== EXCERPTED TEXT
Today's news

三月 3, 2003

Universities challenged to find private sponsors
The chancellor, Gordon Brown, is threatening to cut government funding for universities unless they agree to sweeping management reforms and attract more sponsorship from industry. Mr Brown believes universities have been largely immune from the pressure for change that has been imposed on other parts of the public sector. He will use an inquiry into collaboration between higher education and business, commissioned by the Treasury, as a lever to demand reforms of universities. The review, which is being led by Richard Lambert, a former editor of the Financial Times , will report by October. The move threatens to open a new rift between the government and vice-chancellors, who guard their independence fiercely. Universities are already complaining that they lack the resources to meet the government's targets for increasing the number of school leavers who go into further education.
(Independent)

Explorer's fateful spear up for auction
The spear that killed the explorer Captain James Cook is expected to fetch up to £2,000 at auction this month. An Edinburgh auction house is selling the weapon, which was handed down through the family of one of Cook's officers, and fashioned into a walking stick. Cook was 50 years old when he was killed in Hawaii on 14 February 1779, in what is believed to have been a revenge attack by islanders.
(Guardian, Times)
====
== DATA EXTRACTS
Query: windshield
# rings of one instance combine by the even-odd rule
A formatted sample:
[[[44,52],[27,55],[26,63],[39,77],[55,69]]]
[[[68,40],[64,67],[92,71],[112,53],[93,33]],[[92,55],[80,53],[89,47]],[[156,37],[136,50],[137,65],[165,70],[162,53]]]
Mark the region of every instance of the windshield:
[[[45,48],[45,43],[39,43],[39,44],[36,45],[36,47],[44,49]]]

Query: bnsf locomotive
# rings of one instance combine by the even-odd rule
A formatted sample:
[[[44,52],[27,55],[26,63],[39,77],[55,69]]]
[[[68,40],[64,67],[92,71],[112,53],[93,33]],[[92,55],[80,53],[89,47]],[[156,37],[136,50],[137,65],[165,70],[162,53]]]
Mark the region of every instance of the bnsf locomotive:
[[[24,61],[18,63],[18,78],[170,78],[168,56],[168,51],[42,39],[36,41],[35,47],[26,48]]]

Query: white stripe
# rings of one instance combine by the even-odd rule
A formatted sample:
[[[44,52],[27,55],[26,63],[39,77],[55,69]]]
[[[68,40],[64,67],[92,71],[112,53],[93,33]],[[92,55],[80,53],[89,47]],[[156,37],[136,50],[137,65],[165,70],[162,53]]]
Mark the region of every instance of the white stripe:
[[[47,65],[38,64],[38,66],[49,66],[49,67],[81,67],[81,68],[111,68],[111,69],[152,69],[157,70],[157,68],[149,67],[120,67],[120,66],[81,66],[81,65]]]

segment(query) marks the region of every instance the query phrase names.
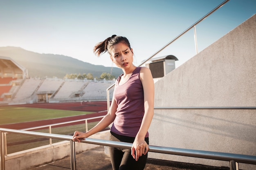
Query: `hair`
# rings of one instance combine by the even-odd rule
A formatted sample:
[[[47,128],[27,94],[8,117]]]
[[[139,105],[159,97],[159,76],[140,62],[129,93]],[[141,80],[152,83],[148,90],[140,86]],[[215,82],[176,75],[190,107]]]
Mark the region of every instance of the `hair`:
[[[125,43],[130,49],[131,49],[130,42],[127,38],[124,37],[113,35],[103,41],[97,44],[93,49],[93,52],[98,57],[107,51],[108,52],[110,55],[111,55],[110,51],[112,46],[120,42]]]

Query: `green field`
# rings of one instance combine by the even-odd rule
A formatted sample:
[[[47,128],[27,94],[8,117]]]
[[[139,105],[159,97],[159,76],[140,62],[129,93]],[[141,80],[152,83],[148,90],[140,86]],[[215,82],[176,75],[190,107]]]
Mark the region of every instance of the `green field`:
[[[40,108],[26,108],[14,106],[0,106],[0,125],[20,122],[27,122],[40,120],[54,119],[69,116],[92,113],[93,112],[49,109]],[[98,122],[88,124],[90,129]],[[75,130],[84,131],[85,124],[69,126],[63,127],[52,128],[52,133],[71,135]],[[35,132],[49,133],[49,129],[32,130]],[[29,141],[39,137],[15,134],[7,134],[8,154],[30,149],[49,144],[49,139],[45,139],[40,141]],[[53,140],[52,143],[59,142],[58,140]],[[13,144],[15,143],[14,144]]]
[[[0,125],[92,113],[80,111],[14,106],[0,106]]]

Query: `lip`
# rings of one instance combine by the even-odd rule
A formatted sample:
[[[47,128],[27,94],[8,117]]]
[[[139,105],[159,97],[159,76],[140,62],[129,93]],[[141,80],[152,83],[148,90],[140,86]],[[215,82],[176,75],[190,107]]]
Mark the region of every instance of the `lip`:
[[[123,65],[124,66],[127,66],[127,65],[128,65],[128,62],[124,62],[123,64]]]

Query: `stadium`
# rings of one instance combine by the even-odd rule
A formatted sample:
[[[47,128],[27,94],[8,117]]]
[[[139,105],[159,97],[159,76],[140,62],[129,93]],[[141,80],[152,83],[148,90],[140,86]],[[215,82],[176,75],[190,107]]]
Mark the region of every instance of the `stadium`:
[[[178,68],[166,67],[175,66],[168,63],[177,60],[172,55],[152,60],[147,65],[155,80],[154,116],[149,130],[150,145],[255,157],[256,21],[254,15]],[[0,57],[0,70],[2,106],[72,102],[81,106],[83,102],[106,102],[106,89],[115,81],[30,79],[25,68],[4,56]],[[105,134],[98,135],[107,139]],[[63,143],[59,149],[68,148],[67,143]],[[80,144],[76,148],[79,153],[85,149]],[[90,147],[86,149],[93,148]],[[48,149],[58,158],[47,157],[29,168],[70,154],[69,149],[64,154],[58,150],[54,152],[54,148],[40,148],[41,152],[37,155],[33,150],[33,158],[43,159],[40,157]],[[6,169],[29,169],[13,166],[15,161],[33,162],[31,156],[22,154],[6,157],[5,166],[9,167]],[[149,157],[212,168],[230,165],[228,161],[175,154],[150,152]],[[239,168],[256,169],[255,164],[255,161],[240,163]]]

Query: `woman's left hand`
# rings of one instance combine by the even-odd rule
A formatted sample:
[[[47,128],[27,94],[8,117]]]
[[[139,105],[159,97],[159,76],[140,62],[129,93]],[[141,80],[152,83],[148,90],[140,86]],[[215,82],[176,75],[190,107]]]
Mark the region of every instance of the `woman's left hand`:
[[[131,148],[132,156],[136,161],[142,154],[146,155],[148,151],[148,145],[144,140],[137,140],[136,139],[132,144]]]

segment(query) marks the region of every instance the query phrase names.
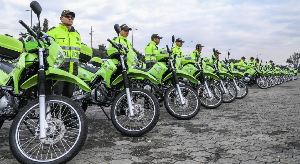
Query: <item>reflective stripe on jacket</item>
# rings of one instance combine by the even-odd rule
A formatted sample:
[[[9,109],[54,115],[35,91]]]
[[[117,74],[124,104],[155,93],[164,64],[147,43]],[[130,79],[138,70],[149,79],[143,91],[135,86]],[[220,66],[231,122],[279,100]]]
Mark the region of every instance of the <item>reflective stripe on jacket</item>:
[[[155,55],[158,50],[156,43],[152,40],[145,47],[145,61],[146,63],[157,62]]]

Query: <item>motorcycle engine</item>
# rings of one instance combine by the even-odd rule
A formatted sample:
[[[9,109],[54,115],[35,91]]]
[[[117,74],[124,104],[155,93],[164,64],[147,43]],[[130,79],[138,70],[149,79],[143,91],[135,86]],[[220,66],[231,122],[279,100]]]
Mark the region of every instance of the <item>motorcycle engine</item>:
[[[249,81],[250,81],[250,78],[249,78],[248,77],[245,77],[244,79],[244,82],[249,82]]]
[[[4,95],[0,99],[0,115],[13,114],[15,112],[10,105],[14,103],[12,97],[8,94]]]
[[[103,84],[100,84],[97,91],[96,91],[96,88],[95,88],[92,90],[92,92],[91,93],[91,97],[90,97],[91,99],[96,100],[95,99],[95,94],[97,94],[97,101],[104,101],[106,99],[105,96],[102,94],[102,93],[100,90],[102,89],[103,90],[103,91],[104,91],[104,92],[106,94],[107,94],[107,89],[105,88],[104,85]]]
====
== DATA EXTRACTS
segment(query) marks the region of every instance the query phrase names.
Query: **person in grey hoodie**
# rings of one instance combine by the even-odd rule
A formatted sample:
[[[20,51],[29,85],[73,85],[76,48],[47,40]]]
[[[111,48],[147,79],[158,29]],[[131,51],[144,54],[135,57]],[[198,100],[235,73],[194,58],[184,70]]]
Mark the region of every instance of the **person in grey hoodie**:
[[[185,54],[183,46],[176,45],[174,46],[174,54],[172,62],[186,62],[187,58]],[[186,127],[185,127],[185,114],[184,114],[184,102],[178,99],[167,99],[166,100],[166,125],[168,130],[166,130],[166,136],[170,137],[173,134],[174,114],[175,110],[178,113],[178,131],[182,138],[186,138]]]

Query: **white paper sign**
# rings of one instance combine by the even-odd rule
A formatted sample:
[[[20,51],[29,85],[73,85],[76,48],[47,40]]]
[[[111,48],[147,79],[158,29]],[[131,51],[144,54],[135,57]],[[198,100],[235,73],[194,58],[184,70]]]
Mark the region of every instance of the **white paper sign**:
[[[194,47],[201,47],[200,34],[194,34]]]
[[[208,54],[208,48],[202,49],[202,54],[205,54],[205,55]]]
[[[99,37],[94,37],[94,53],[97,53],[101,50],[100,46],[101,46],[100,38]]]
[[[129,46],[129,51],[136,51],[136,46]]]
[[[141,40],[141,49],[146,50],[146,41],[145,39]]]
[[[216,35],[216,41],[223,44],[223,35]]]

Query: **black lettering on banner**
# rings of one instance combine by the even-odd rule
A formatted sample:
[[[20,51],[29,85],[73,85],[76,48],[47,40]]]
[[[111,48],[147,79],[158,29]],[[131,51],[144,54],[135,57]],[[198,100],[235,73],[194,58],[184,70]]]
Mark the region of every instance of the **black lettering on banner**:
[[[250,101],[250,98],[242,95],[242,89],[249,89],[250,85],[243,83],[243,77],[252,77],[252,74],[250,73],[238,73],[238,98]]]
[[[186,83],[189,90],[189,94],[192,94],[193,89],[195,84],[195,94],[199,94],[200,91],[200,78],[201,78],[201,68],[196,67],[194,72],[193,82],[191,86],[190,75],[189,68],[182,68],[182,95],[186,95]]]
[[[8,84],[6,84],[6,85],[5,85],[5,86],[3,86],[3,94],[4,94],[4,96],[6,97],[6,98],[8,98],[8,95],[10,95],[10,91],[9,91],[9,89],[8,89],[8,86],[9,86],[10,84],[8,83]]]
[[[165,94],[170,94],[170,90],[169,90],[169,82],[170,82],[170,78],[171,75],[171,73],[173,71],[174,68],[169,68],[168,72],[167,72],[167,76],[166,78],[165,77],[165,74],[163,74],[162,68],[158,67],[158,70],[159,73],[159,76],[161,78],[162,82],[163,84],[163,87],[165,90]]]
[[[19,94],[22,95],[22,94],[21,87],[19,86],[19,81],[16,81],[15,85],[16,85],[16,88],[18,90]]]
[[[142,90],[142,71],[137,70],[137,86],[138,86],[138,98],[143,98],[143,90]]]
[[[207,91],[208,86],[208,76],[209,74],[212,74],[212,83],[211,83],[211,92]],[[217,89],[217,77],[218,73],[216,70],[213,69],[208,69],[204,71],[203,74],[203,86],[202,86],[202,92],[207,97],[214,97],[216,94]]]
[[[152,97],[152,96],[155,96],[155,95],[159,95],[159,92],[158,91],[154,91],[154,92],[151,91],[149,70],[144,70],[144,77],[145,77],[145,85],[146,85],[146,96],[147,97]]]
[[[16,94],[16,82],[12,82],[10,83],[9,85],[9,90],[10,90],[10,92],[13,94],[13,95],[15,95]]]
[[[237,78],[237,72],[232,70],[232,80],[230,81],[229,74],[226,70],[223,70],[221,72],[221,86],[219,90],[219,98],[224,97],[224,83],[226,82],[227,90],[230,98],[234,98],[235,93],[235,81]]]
====
== DATA EXTRACTS
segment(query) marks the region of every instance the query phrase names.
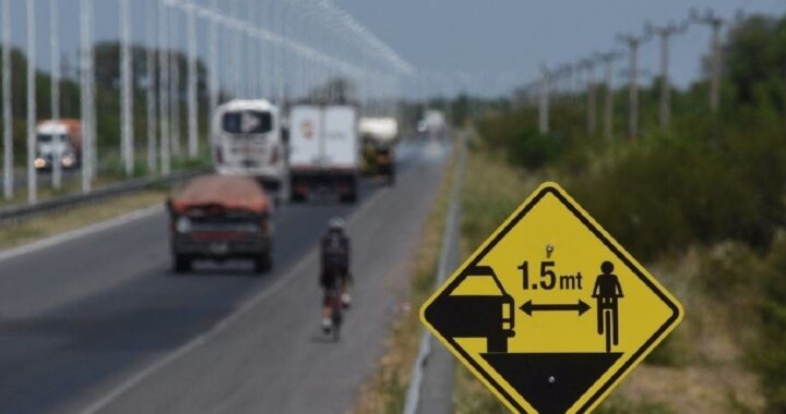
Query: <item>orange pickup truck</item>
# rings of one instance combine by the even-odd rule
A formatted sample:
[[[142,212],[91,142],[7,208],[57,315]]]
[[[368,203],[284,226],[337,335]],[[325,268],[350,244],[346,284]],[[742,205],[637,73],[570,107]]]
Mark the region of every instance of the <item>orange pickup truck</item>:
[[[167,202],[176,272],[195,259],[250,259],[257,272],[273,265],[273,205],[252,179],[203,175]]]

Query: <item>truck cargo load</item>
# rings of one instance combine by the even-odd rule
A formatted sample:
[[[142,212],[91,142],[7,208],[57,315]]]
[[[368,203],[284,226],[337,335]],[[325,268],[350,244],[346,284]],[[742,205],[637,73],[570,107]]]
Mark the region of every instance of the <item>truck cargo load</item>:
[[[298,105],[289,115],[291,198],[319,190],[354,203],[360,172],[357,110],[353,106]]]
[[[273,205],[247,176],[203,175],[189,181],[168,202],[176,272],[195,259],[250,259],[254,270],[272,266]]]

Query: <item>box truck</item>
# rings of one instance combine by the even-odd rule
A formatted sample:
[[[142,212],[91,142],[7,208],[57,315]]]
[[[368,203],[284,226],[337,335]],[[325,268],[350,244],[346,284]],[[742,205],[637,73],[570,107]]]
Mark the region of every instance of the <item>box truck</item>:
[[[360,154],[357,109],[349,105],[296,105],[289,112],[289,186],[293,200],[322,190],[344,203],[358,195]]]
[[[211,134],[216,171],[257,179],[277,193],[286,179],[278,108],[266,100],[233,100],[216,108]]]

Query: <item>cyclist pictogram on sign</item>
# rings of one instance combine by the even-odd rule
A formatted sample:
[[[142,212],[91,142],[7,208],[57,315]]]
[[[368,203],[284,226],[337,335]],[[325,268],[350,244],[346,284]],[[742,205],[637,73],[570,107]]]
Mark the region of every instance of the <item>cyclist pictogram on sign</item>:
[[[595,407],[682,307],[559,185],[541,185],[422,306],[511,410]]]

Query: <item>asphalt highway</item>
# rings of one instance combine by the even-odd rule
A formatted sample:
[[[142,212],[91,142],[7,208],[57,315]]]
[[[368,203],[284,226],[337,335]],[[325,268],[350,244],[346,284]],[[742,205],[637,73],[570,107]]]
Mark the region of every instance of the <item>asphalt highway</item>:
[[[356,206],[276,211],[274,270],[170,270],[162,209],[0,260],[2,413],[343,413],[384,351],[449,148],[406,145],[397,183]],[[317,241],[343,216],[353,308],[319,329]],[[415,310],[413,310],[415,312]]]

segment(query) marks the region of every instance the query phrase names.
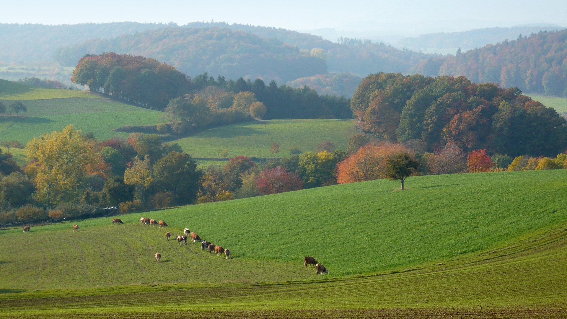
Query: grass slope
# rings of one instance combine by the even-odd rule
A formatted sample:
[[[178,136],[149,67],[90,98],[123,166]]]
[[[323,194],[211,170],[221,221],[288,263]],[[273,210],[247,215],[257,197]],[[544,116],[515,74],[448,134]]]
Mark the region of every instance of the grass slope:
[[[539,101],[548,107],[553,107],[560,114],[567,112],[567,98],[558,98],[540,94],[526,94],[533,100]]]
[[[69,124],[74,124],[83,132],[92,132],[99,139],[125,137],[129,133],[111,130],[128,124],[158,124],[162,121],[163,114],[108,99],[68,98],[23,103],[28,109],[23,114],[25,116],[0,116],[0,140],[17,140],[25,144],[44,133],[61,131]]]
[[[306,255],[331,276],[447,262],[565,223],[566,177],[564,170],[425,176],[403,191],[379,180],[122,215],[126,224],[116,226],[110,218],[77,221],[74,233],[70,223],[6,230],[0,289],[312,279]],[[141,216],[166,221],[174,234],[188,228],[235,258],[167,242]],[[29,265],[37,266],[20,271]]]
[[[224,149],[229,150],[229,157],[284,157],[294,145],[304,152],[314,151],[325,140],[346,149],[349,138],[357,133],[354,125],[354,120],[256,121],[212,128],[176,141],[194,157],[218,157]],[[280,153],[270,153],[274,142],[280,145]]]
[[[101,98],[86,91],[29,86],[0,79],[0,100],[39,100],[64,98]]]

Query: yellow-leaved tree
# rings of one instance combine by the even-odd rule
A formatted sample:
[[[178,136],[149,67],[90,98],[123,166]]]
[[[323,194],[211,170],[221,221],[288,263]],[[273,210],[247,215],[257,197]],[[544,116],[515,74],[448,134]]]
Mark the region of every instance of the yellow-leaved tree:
====
● **TASK INSTRUCTIONS**
A – In the news text, why does the chancellor's move threaten to open a new rift between the government and vice-chancellors?
B – From the news text, print everything from "Explorer's fateful spear" down to "attack by islanders.".

● **ANSWERS FOR THE TASKS**
A – Vice-chancellors guard their independence fiercely. The chancellor's demand for sweeping management reforms, backed by a threat to cut funding, therefore sets the government against them.

B –
Explorer's fateful spear up for auction
The spear that killed the explorer Captain James Cook is expected to fetch up to £2,000 at auction this month. An Edinburgh auction house is selling the weapon, which was handed down through the family of one of Cook's officers, and fashioned into a walking stick. Cook was 50 years old when he was killed in Hawaii on 14 February 1779, in what is believed to have been a revenge attack by islanders.